• WHAT THE TASK REQUIRES:
Repeat, exactly and alone, every line from the line that contains "on the ocean" to the end of the entries.

Stored items:
# # #
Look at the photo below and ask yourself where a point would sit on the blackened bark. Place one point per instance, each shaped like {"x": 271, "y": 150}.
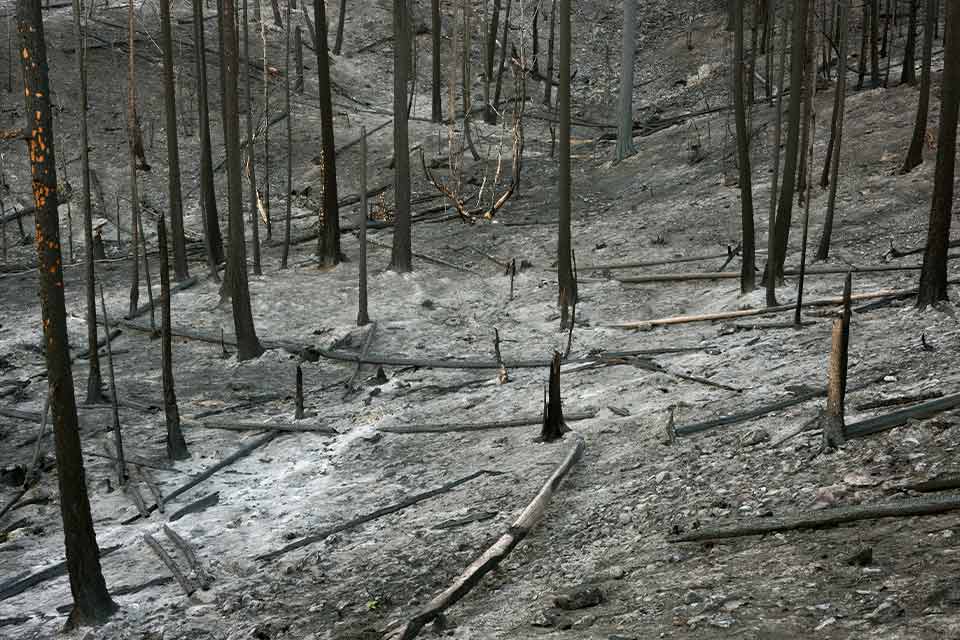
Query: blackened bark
{"x": 92, "y": 603}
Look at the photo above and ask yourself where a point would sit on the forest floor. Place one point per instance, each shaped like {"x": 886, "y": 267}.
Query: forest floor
{"x": 608, "y": 524}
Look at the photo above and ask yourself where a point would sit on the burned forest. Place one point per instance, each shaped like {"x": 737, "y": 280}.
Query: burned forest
{"x": 479, "y": 319}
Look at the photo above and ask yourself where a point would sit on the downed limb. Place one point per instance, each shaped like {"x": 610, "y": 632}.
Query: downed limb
{"x": 261, "y": 426}
{"x": 16, "y": 586}
{"x": 525, "y": 421}
{"x": 887, "y": 421}
{"x": 764, "y": 311}
{"x": 828, "y": 517}
{"x": 762, "y": 410}
{"x": 373, "y": 515}
{"x": 242, "y": 452}
{"x": 186, "y": 584}
{"x": 494, "y": 555}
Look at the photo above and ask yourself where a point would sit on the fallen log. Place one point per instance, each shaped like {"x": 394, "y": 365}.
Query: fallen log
{"x": 526, "y": 421}
{"x": 826, "y": 518}
{"x": 242, "y": 452}
{"x": 190, "y": 554}
{"x": 373, "y": 515}
{"x": 494, "y": 555}
{"x": 262, "y": 426}
{"x": 759, "y": 412}
{"x": 186, "y": 584}
{"x": 764, "y": 311}
{"x": 888, "y": 421}
{"x": 158, "y": 299}
{"x": 17, "y": 586}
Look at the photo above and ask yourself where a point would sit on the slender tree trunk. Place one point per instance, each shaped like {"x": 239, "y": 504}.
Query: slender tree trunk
{"x": 785, "y": 207}
{"x": 251, "y": 146}
{"x": 133, "y": 136}
{"x": 436, "y": 109}
{"x": 747, "y": 275}
{"x": 91, "y": 601}
{"x": 289, "y": 154}
{"x": 823, "y": 250}
{"x": 401, "y": 259}
{"x": 771, "y": 281}
{"x": 874, "y": 38}
{"x": 173, "y": 150}
{"x": 94, "y": 378}
{"x": 503, "y": 56}
{"x": 248, "y": 345}
{"x": 909, "y": 73}
{"x": 341, "y": 16}
{"x": 362, "y": 316}
{"x": 208, "y": 197}
{"x": 915, "y": 152}
{"x": 328, "y": 250}
{"x": 490, "y": 115}
{"x": 809, "y": 77}
{"x": 568, "y": 284}
{"x": 548, "y": 80}
{"x": 176, "y": 445}
{"x": 625, "y": 147}
{"x": 933, "y": 277}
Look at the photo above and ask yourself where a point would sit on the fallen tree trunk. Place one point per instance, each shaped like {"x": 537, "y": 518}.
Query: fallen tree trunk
{"x": 17, "y": 586}
{"x": 493, "y": 556}
{"x": 878, "y": 424}
{"x": 828, "y": 517}
{"x": 762, "y": 410}
{"x": 765, "y": 311}
{"x": 526, "y": 421}
{"x": 261, "y": 426}
{"x": 730, "y": 275}
{"x": 373, "y": 515}
{"x": 242, "y": 452}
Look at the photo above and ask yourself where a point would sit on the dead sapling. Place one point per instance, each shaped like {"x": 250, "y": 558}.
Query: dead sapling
{"x": 502, "y": 376}
{"x": 512, "y": 272}
{"x": 834, "y": 430}
{"x": 298, "y": 411}
{"x": 117, "y": 436}
{"x": 553, "y": 424}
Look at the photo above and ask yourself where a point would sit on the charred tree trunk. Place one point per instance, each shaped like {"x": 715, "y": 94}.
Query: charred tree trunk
{"x": 553, "y": 426}
{"x": 785, "y": 207}
{"x": 933, "y": 278}
{"x": 94, "y": 378}
{"x": 401, "y": 259}
{"x": 915, "y": 152}
{"x": 328, "y": 250}
{"x": 173, "y": 149}
{"x": 836, "y": 135}
{"x": 248, "y": 345}
{"x": 436, "y": 109}
{"x": 92, "y": 603}
{"x": 568, "y": 285}
{"x": 176, "y": 445}
{"x": 208, "y": 197}
{"x": 548, "y": 79}
{"x": 909, "y": 73}
{"x": 625, "y": 147}
{"x": 289, "y": 192}
{"x": 747, "y": 275}
{"x": 251, "y": 146}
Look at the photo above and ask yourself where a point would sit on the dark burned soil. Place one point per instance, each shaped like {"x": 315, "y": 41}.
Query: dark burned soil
{"x": 605, "y": 534}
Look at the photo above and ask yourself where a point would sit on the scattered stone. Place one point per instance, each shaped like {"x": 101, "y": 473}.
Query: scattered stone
{"x": 580, "y": 597}
{"x": 755, "y": 437}
{"x": 862, "y": 558}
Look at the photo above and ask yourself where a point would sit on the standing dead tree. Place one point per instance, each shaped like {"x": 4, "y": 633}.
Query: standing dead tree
{"x": 92, "y": 603}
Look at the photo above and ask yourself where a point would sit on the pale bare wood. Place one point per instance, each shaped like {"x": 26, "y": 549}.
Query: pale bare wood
{"x": 494, "y": 555}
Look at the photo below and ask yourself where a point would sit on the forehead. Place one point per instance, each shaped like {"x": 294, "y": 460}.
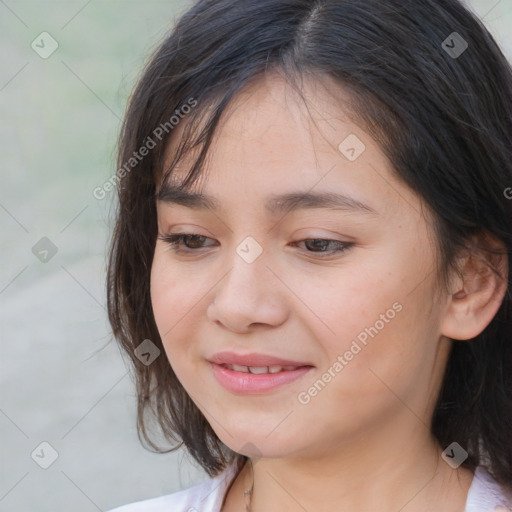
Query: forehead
{"x": 273, "y": 142}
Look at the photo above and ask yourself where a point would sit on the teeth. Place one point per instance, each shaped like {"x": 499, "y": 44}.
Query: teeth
{"x": 258, "y": 370}
{"x": 238, "y": 368}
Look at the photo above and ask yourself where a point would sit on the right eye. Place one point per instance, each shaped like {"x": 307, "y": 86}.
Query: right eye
{"x": 190, "y": 241}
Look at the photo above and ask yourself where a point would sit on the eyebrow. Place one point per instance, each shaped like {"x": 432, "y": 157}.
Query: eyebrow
{"x": 275, "y": 204}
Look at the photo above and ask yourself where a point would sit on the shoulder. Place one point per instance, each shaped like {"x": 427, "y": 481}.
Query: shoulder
{"x": 206, "y": 496}
{"x": 485, "y": 495}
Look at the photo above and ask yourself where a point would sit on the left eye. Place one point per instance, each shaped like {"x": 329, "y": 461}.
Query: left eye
{"x": 322, "y": 245}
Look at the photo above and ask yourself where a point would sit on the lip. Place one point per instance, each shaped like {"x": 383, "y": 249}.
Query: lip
{"x": 248, "y": 383}
{"x": 253, "y": 359}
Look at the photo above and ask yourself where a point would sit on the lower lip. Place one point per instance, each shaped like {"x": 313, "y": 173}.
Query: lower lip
{"x": 249, "y": 383}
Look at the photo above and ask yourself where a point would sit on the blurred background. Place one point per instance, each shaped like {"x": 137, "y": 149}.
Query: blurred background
{"x": 67, "y": 403}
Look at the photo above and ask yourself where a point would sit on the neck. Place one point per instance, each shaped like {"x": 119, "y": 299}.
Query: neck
{"x": 406, "y": 473}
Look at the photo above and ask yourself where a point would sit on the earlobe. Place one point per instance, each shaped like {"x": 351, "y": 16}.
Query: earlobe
{"x": 478, "y": 295}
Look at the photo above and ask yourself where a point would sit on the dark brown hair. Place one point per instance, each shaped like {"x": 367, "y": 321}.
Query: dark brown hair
{"x": 444, "y": 120}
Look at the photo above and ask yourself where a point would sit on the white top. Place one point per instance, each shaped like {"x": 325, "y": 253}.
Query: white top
{"x": 484, "y": 495}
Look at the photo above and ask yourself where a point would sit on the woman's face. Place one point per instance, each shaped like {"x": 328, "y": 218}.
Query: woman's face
{"x": 263, "y": 277}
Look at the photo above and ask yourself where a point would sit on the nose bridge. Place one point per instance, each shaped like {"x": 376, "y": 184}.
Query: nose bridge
{"x": 248, "y": 294}
{"x": 248, "y": 268}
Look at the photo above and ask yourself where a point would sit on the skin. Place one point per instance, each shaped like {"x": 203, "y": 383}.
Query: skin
{"x": 363, "y": 443}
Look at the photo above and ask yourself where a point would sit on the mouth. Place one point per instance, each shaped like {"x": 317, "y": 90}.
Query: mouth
{"x": 260, "y": 370}
{"x": 256, "y": 380}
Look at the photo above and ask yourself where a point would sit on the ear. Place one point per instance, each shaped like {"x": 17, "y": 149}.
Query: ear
{"x": 477, "y": 294}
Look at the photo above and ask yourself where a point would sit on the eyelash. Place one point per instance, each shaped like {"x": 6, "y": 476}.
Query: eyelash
{"x": 174, "y": 242}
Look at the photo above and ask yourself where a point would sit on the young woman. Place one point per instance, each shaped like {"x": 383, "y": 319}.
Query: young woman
{"x": 310, "y": 267}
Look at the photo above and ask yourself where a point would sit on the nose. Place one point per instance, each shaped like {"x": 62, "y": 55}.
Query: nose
{"x": 248, "y": 297}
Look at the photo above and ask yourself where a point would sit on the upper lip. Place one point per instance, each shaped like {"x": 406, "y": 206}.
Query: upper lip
{"x": 253, "y": 359}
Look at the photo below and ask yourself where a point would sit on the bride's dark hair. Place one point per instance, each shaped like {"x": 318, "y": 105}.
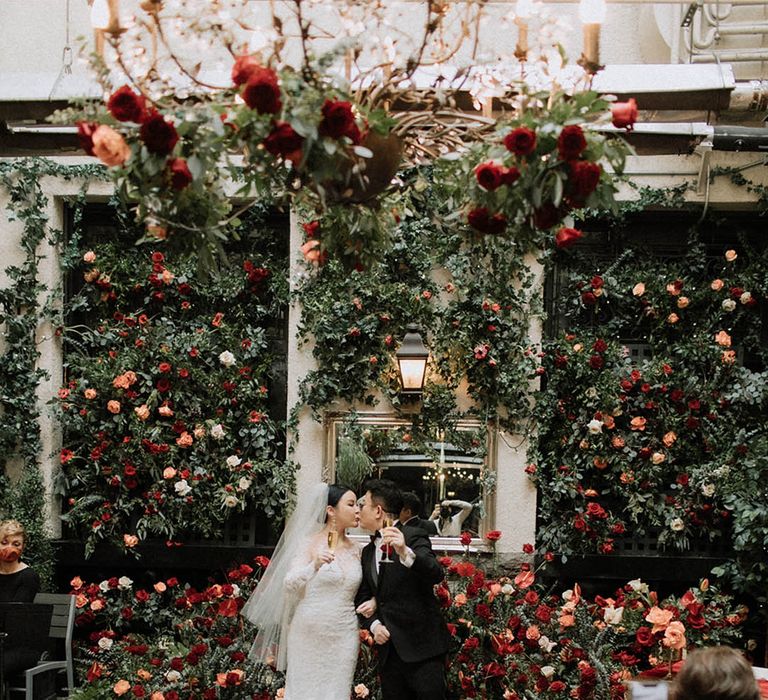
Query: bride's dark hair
{"x": 335, "y": 492}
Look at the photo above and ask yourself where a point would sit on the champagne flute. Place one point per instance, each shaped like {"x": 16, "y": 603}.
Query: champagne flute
{"x": 386, "y": 557}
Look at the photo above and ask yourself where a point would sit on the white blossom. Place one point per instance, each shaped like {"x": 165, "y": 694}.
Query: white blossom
{"x": 227, "y": 358}
{"x": 182, "y": 487}
{"x": 595, "y": 426}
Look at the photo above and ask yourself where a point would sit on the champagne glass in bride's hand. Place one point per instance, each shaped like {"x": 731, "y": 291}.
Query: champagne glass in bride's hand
{"x": 386, "y": 557}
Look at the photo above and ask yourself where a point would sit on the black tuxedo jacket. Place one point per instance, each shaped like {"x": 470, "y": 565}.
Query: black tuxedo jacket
{"x": 406, "y": 602}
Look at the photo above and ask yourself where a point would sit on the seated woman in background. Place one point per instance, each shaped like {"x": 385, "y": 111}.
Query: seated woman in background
{"x": 715, "y": 673}
{"x": 18, "y": 582}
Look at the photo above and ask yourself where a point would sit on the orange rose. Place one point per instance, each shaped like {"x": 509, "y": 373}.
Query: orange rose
{"x": 109, "y": 146}
{"x": 659, "y": 618}
{"x": 121, "y": 687}
{"x": 723, "y": 339}
{"x": 674, "y": 635}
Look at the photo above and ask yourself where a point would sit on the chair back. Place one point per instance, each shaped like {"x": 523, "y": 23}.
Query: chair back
{"x": 62, "y": 625}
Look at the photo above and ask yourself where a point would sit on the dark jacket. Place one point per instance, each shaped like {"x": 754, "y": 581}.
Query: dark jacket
{"x": 406, "y": 602}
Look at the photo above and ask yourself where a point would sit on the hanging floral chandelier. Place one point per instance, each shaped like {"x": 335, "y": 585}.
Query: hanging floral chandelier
{"x": 212, "y": 106}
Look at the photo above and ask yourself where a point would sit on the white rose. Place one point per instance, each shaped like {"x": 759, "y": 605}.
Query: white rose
{"x": 545, "y": 644}
{"x": 182, "y": 487}
{"x": 595, "y": 426}
{"x": 227, "y": 358}
{"x": 613, "y": 615}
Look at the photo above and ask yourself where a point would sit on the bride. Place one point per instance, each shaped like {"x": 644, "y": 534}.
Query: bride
{"x": 304, "y": 604}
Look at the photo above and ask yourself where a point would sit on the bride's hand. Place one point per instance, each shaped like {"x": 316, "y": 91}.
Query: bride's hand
{"x": 324, "y": 556}
{"x": 367, "y": 608}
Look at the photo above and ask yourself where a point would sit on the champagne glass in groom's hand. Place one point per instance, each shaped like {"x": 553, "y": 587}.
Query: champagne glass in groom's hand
{"x": 386, "y": 557}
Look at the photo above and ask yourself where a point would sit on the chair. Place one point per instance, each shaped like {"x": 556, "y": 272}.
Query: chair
{"x": 39, "y": 682}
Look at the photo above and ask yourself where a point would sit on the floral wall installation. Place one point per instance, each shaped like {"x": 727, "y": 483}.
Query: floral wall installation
{"x": 166, "y": 409}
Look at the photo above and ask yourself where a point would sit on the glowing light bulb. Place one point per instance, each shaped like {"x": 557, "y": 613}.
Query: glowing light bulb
{"x": 100, "y": 14}
{"x": 592, "y": 11}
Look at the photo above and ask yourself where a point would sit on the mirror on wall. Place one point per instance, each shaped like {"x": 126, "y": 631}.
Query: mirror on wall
{"x": 450, "y": 469}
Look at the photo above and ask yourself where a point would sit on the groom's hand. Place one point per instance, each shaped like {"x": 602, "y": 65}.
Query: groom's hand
{"x": 381, "y": 634}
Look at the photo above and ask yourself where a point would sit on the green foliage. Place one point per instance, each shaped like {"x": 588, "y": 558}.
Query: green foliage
{"x": 25, "y": 304}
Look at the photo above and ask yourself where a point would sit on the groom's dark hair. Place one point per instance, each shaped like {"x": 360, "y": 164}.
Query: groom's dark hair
{"x": 385, "y": 493}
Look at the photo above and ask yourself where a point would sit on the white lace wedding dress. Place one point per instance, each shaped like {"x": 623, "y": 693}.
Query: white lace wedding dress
{"x": 323, "y": 638}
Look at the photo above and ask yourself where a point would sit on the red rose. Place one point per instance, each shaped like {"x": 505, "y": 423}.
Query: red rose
{"x": 158, "y": 135}
{"x": 583, "y": 178}
{"x": 521, "y": 141}
{"x": 85, "y": 135}
{"x": 480, "y": 220}
{"x": 644, "y": 636}
{"x": 571, "y": 142}
{"x": 126, "y": 106}
{"x": 509, "y": 176}
{"x": 262, "y": 92}
{"x": 339, "y": 121}
{"x": 567, "y": 237}
{"x": 180, "y": 175}
{"x": 243, "y": 67}
{"x": 489, "y": 175}
{"x": 624, "y": 114}
{"x": 284, "y": 141}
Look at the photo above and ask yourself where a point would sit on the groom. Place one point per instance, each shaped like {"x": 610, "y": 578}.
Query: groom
{"x": 407, "y": 625}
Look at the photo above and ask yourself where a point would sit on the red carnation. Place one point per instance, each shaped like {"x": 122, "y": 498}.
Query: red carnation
{"x": 583, "y": 178}
{"x": 85, "y": 135}
{"x": 567, "y": 237}
{"x": 262, "y": 92}
{"x": 571, "y": 142}
{"x": 489, "y": 175}
{"x": 624, "y": 114}
{"x": 521, "y": 141}
{"x": 158, "y": 135}
{"x": 126, "y": 106}
{"x": 339, "y": 121}
{"x": 284, "y": 141}
{"x": 480, "y": 220}
{"x": 180, "y": 175}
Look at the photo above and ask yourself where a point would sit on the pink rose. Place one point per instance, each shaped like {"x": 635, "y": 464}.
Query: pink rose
{"x": 109, "y": 146}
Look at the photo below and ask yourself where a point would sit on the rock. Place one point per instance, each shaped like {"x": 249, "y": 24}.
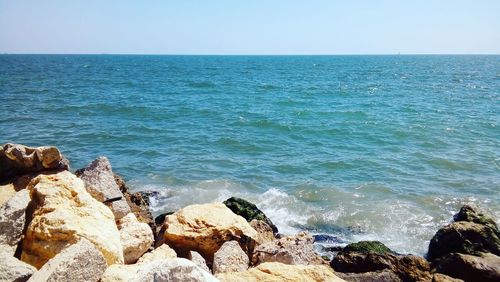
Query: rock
{"x": 62, "y": 212}
{"x": 136, "y": 237}
{"x": 16, "y": 159}
{"x": 172, "y": 270}
{"x": 378, "y": 276}
{"x": 464, "y": 237}
{"x": 296, "y": 249}
{"x": 367, "y": 247}
{"x": 79, "y": 262}
{"x": 407, "y": 267}
{"x": 162, "y": 252}
{"x": 198, "y": 260}
{"x": 204, "y": 228}
{"x": 12, "y": 269}
{"x": 439, "y": 277}
{"x": 139, "y": 204}
{"x": 100, "y": 183}
{"x": 485, "y": 267}
{"x": 274, "y": 271}
{"x": 264, "y": 231}
{"x": 230, "y": 258}
{"x": 13, "y": 219}
{"x": 248, "y": 211}
{"x": 7, "y": 191}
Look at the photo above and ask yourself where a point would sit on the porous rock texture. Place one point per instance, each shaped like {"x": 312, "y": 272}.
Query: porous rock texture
{"x": 136, "y": 237}
{"x": 62, "y": 212}
{"x": 13, "y": 219}
{"x": 16, "y": 159}
{"x": 230, "y": 258}
{"x": 204, "y": 228}
{"x": 298, "y": 249}
{"x": 274, "y": 271}
{"x": 79, "y": 262}
{"x": 100, "y": 183}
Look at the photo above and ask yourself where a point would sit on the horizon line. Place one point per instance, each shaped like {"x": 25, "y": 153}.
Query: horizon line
{"x": 251, "y": 54}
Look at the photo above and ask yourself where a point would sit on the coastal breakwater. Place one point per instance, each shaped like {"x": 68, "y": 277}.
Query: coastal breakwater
{"x": 88, "y": 226}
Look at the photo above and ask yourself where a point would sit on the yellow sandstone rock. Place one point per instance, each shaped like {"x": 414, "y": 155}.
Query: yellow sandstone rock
{"x": 63, "y": 212}
{"x": 204, "y": 228}
{"x": 275, "y": 271}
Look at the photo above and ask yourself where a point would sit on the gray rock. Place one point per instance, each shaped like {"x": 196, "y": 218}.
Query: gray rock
{"x": 79, "y": 262}
{"x": 13, "y": 219}
{"x": 16, "y": 159}
{"x": 296, "y": 249}
{"x": 100, "y": 183}
{"x": 230, "y": 258}
{"x": 12, "y": 269}
{"x": 378, "y": 276}
{"x": 172, "y": 270}
{"x": 198, "y": 260}
{"x": 485, "y": 267}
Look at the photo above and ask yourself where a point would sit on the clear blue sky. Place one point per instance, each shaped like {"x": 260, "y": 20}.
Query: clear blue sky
{"x": 250, "y": 27}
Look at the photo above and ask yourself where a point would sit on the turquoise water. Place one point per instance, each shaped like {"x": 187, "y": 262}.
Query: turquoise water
{"x": 359, "y": 147}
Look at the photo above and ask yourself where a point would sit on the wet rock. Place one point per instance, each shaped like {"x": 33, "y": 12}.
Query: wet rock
{"x": 162, "y": 252}
{"x": 471, "y": 233}
{"x": 378, "y": 276}
{"x": 485, "y": 267}
{"x": 62, "y": 212}
{"x": 198, "y": 260}
{"x": 171, "y": 270}
{"x": 204, "y": 228}
{"x": 136, "y": 237}
{"x": 79, "y": 262}
{"x": 274, "y": 271}
{"x": 248, "y": 211}
{"x": 12, "y": 269}
{"x": 230, "y": 258}
{"x": 13, "y": 219}
{"x": 265, "y": 232}
{"x": 367, "y": 247}
{"x": 361, "y": 258}
{"x": 100, "y": 183}
{"x": 16, "y": 159}
{"x": 298, "y": 249}
{"x": 138, "y": 203}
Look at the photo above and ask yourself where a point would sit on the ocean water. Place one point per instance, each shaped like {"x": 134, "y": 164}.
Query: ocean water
{"x": 357, "y": 147}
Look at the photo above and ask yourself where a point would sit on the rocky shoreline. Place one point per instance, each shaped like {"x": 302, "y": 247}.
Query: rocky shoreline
{"x": 88, "y": 226}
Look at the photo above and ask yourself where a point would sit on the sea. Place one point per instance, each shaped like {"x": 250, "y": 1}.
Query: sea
{"x": 353, "y": 148}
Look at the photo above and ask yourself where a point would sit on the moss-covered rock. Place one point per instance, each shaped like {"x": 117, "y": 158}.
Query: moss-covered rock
{"x": 471, "y": 233}
{"x": 248, "y": 211}
{"x": 366, "y": 247}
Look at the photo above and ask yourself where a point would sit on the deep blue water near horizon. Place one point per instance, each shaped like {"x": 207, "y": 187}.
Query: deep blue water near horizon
{"x": 358, "y": 147}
# # #
• RESULT OF THE TASK:
Look at the photo above and ask yourself where a point would sit on the ocean water. Place one point per instance, each shaped like {"x": 134, "y": 164}.
Query: ocean water
{"x": 357, "y": 147}
Look at the photo above and ask yourself where a point would sit on the rocky shoreline. Place one point per instance, each shaped like {"x": 302, "y": 247}.
Query: rocky shoreline
{"x": 88, "y": 226}
Look at the photo above and ask yourself where a point would sit on the sea. Place one point per instance, each shaped like {"x": 250, "y": 1}.
Query: sea
{"x": 353, "y": 148}
Look at the photo above and ask yourself where a point would sit on the moss-covered rock. Place one point per instance, each shaped like {"x": 117, "y": 158}.
Query: moss-covered rock
{"x": 471, "y": 233}
{"x": 248, "y": 211}
{"x": 366, "y": 247}
Look at the photo above and ask yourself where a point would sit on the deep blue water near horizon. Place one point per instance, each shaped like {"x": 207, "y": 187}.
Query: deep blue water near horizon
{"x": 358, "y": 147}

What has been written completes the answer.